Directions for this task
The records below are to be written out exactly, with every picture omitted.

Working data
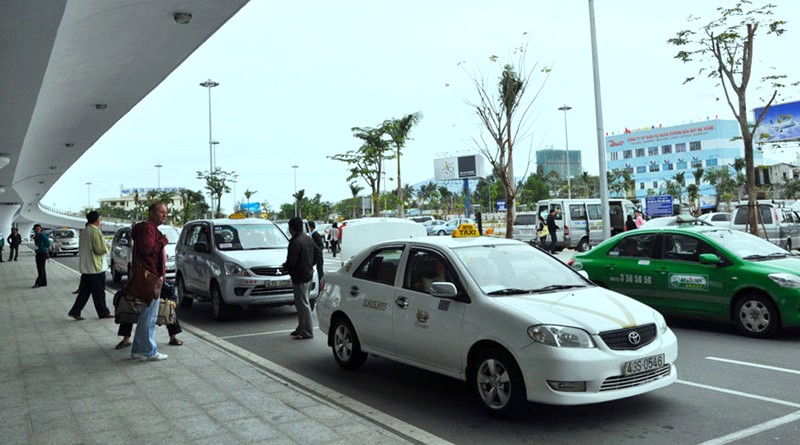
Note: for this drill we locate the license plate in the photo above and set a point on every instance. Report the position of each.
(643, 365)
(279, 283)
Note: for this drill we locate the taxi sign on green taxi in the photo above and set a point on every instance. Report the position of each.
(702, 271)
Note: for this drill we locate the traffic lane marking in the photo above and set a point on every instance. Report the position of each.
(754, 365)
(755, 429)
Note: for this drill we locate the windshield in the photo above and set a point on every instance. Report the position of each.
(171, 233)
(249, 237)
(504, 269)
(744, 244)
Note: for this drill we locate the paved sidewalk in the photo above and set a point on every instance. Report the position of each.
(62, 382)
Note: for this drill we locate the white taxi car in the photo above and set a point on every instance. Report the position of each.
(515, 323)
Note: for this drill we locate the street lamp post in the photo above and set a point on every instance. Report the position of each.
(88, 195)
(295, 188)
(158, 169)
(209, 84)
(566, 108)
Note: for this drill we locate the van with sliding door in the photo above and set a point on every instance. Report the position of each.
(580, 221)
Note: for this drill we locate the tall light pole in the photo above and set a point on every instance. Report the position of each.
(209, 84)
(88, 195)
(158, 169)
(566, 108)
(295, 189)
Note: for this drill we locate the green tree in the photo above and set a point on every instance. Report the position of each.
(217, 185)
(724, 48)
(398, 130)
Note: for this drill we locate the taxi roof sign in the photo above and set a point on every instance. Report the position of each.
(466, 230)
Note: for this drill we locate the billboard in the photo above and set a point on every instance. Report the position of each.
(781, 123)
(462, 167)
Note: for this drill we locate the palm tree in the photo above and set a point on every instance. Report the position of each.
(398, 130)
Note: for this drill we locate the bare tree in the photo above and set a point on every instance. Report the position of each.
(724, 48)
(504, 114)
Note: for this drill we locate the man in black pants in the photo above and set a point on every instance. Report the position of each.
(552, 228)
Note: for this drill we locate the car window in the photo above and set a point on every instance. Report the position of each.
(499, 267)
(381, 266)
(636, 246)
(426, 267)
(682, 247)
(249, 237)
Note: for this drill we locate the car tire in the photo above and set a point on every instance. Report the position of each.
(497, 383)
(345, 345)
(218, 306)
(182, 295)
(115, 276)
(756, 316)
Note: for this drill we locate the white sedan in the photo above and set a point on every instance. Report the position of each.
(515, 323)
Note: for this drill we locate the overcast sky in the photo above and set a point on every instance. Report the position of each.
(296, 76)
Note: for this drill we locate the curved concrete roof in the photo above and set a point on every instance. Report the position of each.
(69, 70)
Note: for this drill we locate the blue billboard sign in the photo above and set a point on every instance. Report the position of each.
(658, 206)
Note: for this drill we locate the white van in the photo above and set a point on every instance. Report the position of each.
(781, 223)
(581, 220)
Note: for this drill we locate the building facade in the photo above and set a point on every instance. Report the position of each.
(655, 155)
(564, 162)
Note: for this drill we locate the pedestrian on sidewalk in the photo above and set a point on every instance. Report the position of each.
(42, 242)
(148, 252)
(300, 264)
(318, 260)
(92, 265)
(14, 240)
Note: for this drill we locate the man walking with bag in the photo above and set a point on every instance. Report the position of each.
(299, 263)
(93, 267)
(148, 253)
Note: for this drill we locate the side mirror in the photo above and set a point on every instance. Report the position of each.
(709, 258)
(443, 289)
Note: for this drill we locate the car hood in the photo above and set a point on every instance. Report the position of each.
(253, 258)
(593, 309)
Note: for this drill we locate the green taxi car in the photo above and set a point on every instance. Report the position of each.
(702, 271)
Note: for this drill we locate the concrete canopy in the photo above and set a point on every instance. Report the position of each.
(69, 70)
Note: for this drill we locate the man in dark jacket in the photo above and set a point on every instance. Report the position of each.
(552, 228)
(300, 265)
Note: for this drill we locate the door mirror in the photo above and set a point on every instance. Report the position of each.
(443, 289)
(709, 258)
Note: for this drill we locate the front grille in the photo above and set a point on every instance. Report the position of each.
(622, 382)
(269, 271)
(619, 339)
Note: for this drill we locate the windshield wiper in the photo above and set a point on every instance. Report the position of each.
(509, 291)
(557, 287)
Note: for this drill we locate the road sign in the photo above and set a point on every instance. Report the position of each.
(659, 206)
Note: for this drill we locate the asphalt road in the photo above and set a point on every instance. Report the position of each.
(730, 388)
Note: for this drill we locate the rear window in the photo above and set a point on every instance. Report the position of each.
(525, 220)
(741, 216)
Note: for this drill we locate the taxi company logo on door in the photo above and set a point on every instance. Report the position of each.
(688, 282)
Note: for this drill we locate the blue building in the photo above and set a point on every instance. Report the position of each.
(655, 155)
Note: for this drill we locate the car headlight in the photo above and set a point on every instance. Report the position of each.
(785, 280)
(661, 322)
(561, 336)
(235, 269)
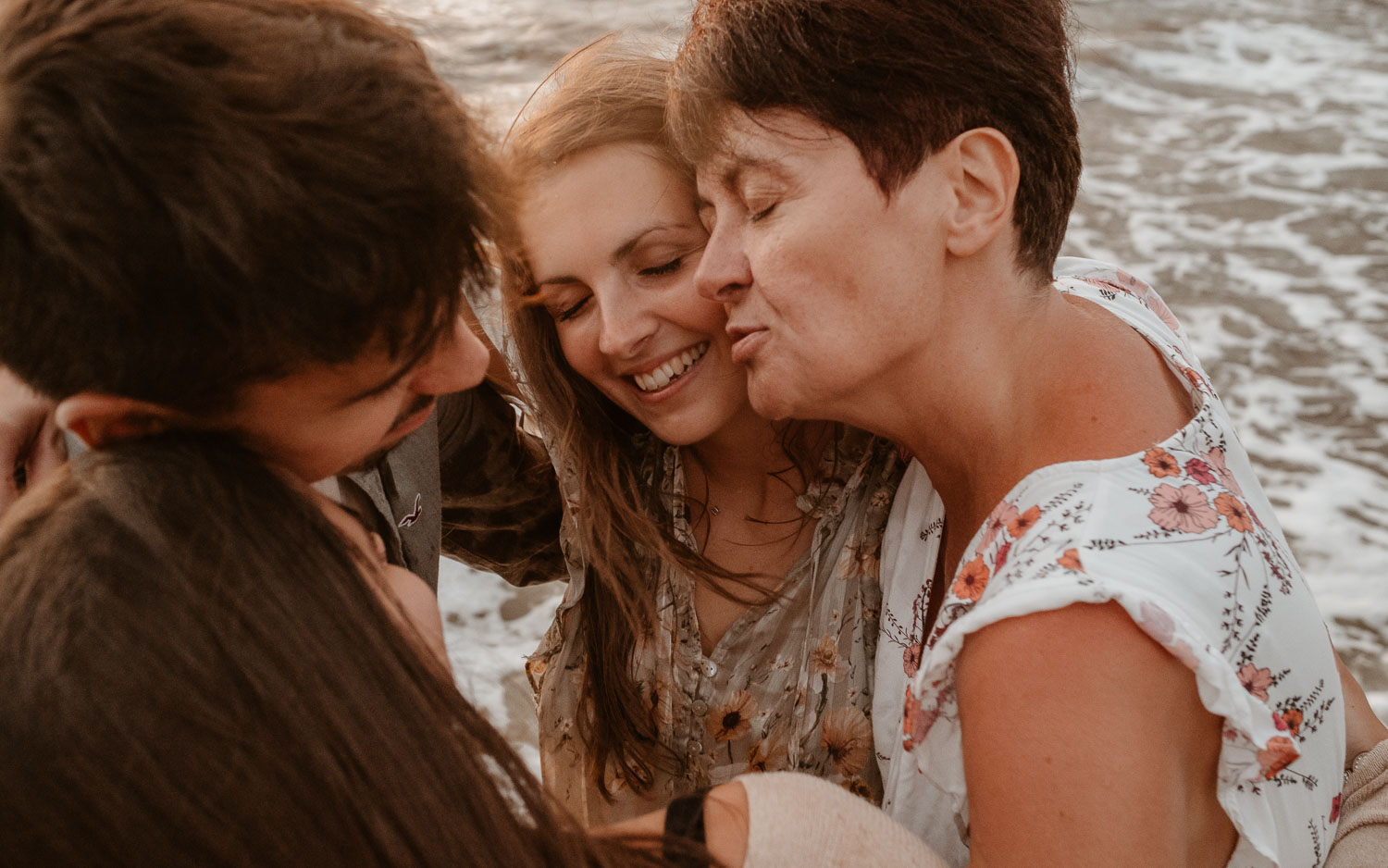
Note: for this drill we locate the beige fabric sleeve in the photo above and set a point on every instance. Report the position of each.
(1362, 837)
(808, 823)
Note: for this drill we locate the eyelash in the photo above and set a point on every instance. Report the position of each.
(761, 214)
(663, 269)
(569, 313)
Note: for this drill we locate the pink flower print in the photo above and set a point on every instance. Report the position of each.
(1002, 556)
(1216, 460)
(1002, 515)
(1233, 510)
(1199, 471)
(911, 659)
(972, 579)
(1279, 754)
(1160, 463)
(1255, 681)
(1182, 509)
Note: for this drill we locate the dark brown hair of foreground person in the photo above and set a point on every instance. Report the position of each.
(901, 81)
(196, 194)
(196, 673)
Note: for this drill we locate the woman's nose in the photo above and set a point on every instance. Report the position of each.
(724, 272)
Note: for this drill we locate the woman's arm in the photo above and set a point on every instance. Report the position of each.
(1362, 837)
(1085, 743)
(788, 818)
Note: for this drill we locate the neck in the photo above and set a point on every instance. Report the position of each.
(976, 403)
(747, 460)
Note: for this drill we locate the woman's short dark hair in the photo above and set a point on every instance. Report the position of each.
(901, 81)
(196, 194)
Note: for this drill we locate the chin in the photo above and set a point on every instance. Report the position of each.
(769, 402)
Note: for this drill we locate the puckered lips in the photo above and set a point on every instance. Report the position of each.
(747, 341)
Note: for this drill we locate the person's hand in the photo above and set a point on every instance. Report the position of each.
(31, 443)
(1363, 729)
(725, 825)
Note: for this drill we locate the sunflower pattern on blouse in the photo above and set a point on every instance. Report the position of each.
(1184, 539)
(788, 685)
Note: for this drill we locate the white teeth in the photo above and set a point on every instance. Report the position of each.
(672, 369)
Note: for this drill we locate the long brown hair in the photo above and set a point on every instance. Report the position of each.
(611, 465)
(196, 673)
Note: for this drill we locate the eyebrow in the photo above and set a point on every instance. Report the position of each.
(621, 253)
(399, 374)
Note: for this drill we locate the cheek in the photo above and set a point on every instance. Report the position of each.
(579, 344)
(702, 314)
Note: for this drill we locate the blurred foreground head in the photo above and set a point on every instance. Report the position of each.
(197, 673)
(197, 194)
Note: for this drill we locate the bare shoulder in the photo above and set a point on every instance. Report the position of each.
(1083, 739)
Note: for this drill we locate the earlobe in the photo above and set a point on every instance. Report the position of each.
(99, 418)
(985, 186)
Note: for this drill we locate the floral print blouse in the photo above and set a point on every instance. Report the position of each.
(788, 687)
(1183, 538)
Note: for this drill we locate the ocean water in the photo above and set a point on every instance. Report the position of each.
(1235, 157)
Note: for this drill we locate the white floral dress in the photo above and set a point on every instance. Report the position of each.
(1184, 539)
(788, 687)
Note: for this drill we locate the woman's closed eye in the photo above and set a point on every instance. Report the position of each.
(752, 216)
(563, 313)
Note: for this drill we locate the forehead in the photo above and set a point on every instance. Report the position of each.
(772, 141)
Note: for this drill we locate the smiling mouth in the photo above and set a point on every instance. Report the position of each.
(671, 371)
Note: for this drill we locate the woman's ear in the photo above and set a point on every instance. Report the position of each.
(100, 418)
(985, 178)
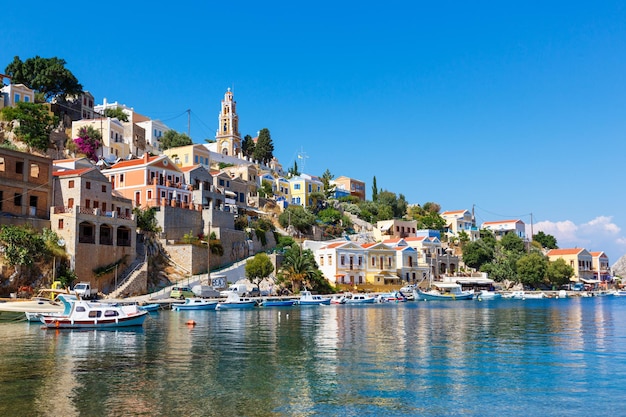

Answer for this exercise
Note: for this drill we locate the license plate in the photo above and set a point on every instance. Report the position of each.
(643, 365)
(279, 283)
Note: for this drill we locate the taxi sign on green taxi in the photo above and set a point on every instance. Report the position of each.
(702, 271)
Note: for this drill we locate the traffic lane marking in the photo above and set a point on every instance. Report the position of each.
(754, 365)
(755, 429)
Note: for this drill we locate the windshield in the photo above and set a point on every instance. Report the position of each.
(171, 233)
(249, 237)
(504, 269)
(744, 244)
Note: for this drill we locate the paved sidewalk in the photo above and set a point on every instance. Report the position of each.
(62, 382)
Note: for this drill we locate the white taxi car in the photo above and set a point on every instance. Report the position of each.
(515, 323)
Note: for this drill we locate the street lamp post in the photo above and set a point on every instance. Report the position of each.
(88, 195)
(295, 188)
(158, 169)
(209, 84)
(566, 108)
Note: for this drill we locate the van with sliding door in the photo above and set a point on every instance. Report the position of each.
(580, 221)
Note: for this drill we locate the tall light pole in the photo above and set a point on every instance. Report the position of each.
(209, 84)
(88, 195)
(158, 169)
(566, 108)
(295, 189)
Note: for this drill we locate the green tree in the photo above and set a point on every instance. Report the position of each.
(217, 185)
(724, 48)
(398, 130)
Note: for this drill we locate the taxi roof sign in the photo above and set a point on every instance. Report the position of each.
(466, 230)
Note: for this drill we locate the billboard in the photo above and set a point on every instance. Report the position of each.
(781, 123)
(462, 167)
Note: for this drill we locate the palm tree in the photo above and set a point on every instance. Report the position of each.
(398, 130)
Note: for this drill we locate the bare tree in the photo above and set a point on every instance. Report the position of each.
(724, 48)
(504, 114)
Note: for this drill we locate the man in black pants in the photo above and set a point on every instance. Report the position of each.
(552, 228)
Note: for this drill we locate the car window in the photo above and set a point on every instance. Report the position of each.
(499, 267)
(381, 266)
(636, 246)
(426, 267)
(682, 247)
(249, 237)
Note: for this drill we locate the car tire in the photo above and set a point on every instance. Report the position of each.
(497, 383)
(345, 345)
(218, 306)
(182, 295)
(115, 276)
(756, 316)
Note: for this drill we locate the white sedan in the photo above and set a point on every instance. Report the position of each.
(515, 323)
Note: for this drill we locate the overcast sky in the photo above and set a point on every instance. Report the position of each.
(296, 76)
Note: for this drill we locate the curved concrete roof in the photo above and set a point on every instance. Report the position of each.
(69, 70)
Note: for this drill we locate the blue billboard sign in the photo above and set a point on every instance. Report the position of each.
(658, 206)
Note: for this drill we locate the white van in the photo above and set a point on every instance. Report the position of each.
(781, 223)
(581, 220)
Note: for this drill we locate the building facade in the photo above and set a point on every instance. Report the position of each.
(655, 155)
(564, 162)
Note: for this drill we locate the pedestrian on sidewalk in the photo above and set a point on every instance. Report the position of each.
(42, 242)
(148, 252)
(300, 264)
(318, 260)
(92, 265)
(14, 240)
Note: for this drill we locate the man walking with bag in the photo above and set a point on every instance. Report the position of each.
(299, 263)
(93, 267)
(148, 253)
Note: for this drill we locate the side mirror in the photo above and set a point on every instance. Report the position of each.
(709, 258)
(443, 289)
Note: for this drill we locate the car hood in the photo above and set a point on every instance. Report the position of each.
(253, 258)
(593, 309)
Note: for this drill we locate the green taxi car in the photo above and set a point on every instance. Report the position of each.
(702, 271)
Note: for this drill we locate the concrete canopy in the photo above and set a point on every instance. Report the position of each.
(69, 70)
Note: for this drill we locate the man in dark jacket in the photo above and set a point on every instance. Report the position of each.
(552, 228)
(300, 265)
Note: for this drill we locate the door mirror in the photo above and set a point on every instance. Report the position of each.
(443, 289)
(709, 258)
Note: for this drill we locate the front grille in the photo above and set a point on every instance. Report the position of each.
(622, 382)
(269, 271)
(619, 339)
Note: for this drill we locate the windshield wiper in the photo above and set a point on every instance. Report the position of each.
(509, 291)
(557, 287)
Note: for this drill we locate the road sign in the photo above and set a point on every instance. Report the position of each.
(659, 206)
Note: for this drill we locate the asphalt road in the photo above and set a point on every instance. Report the position of each.
(730, 388)
Note: for this drill we locate the rear window in the photo above and set a point on every instance. Report the position of each.
(525, 220)
(741, 216)
Note: for this drill we locate the taxi company logo on door in the photo above and set a point on every instance. Report the position of each.
(688, 282)
Note: for this drill we locate the blue building in the photo above and set a point on every instance. Report the position of each.
(655, 155)
Note: for this drill we locate the car headlight in the photo above and set a point on every instance. Report the position of each.
(785, 280)
(661, 322)
(561, 336)
(235, 269)
Note: for this drill we locate the beige fabric sleeve in the photo above and set a point on every instance. Report the position of each.
(1362, 837)
(808, 823)
Note: for this drill we locate the eyelash in the photo above and set a point on every instance. Report the position of each.
(761, 214)
(663, 269)
(569, 313)
Note: for this drill we locate the pink flower print in the photo above and set a point on every instance. Report the position of each.
(1002, 556)
(1216, 460)
(1002, 515)
(1233, 510)
(1199, 471)
(911, 659)
(972, 579)
(1279, 754)
(1160, 463)
(1255, 681)
(1182, 509)
Note: for this drill we locate the dark brown hair of foreground person in the photo above and set a point on every instance. Report the position of each.
(901, 81)
(196, 194)
(196, 673)
Note: for this drill we locate the woman's nose in the photo above and set a point on every instance. Report the position of each.
(724, 272)
Note: for this drill we locate the woman's arm in the photo above and set a point on every instance. Report the position of each.
(1362, 837)
(1085, 743)
(788, 818)
Note: for this drill we locate the neck in the photo above and set a point on every instance. Report the position of each.
(976, 403)
(747, 460)
Note: for this drill we locate the woman's short dark hair in the photo above and set a point on every instance. Report the position of each.
(901, 81)
(196, 194)
Note: for this drill we locate the chin in the photo above and set a point on every instance. Report the position of each.
(769, 402)
Note: for this drill we locate the puckered lips in the photo above and set a point on every instance. Report the position of each.
(747, 341)
Note: for this drill we locate the person's hand in the photo above and set a point on every instance. Report the position of each.
(31, 443)
(1363, 729)
(725, 825)
Note: for this drill we locate the sunflower pattern on blouse in the photo above and set a point on every instance. Report the position of each.
(1184, 539)
(788, 685)
Note: for this drill we locate the white teeth in the photo above and set a point on every instance. Report the position of each.
(672, 369)
Note: for this drill we locate the long brown hair in the photo above and set a point on every instance. Report the position of each.
(611, 465)
(196, 673)
Note: for this drill we locate the eyebrow in the photo above and set a point on every instance. Report the position of each.
(621, 253)
(399, 374)
Note: for this drill we locate the cheek in the photo above and set a point on every instance. Report the position of each.
(579, 344)
(702, 314)
Note: for this drill we locate the blurred foreground head in the photo above and set a point on every instance. Report the position of each.
(197, 673)
(197, 194)
Note: for this drill we locate the bare shoulder in the photo above and set a point on every instance. Report the position of each.
(1083, 739)
Note: for this drill we locate the earlobe in the photo above and set a point on every instance. Report the position of each.
(99, 418)
(985, 186)
Note: for this drill we locate the floral print blouse in the photo above and set a point on every instance. Report the position of each.
(788, 687)
(1183, 538)
Note: for this drill we locate the ocean water in the photo above and set a point on every instance. Report the position of each.
(1235, 157)
Note: for this drill we locate the white floral dress in the photo above and set a point on every instance. Report the position of each.
(1184, 539)
(788, 687)
Note: for this drill we locate the woman's closed eye in the photo above and set a point on every instance. Report the position of each.
(752, 216)
(563, 313)
Note: for this drill we locate the forehead in the photo above and set a point on every instance. Report the position of each.
(772, 141)
Note: for this drill we locate the smiling mouth in the photo above and set a point on every instance. Report the position of each.
(671, 371)
Note: for this drill we locate the woman's ear in the photo above and set a point on every instance. Report the position of each.
(100, 418)
(985, 178)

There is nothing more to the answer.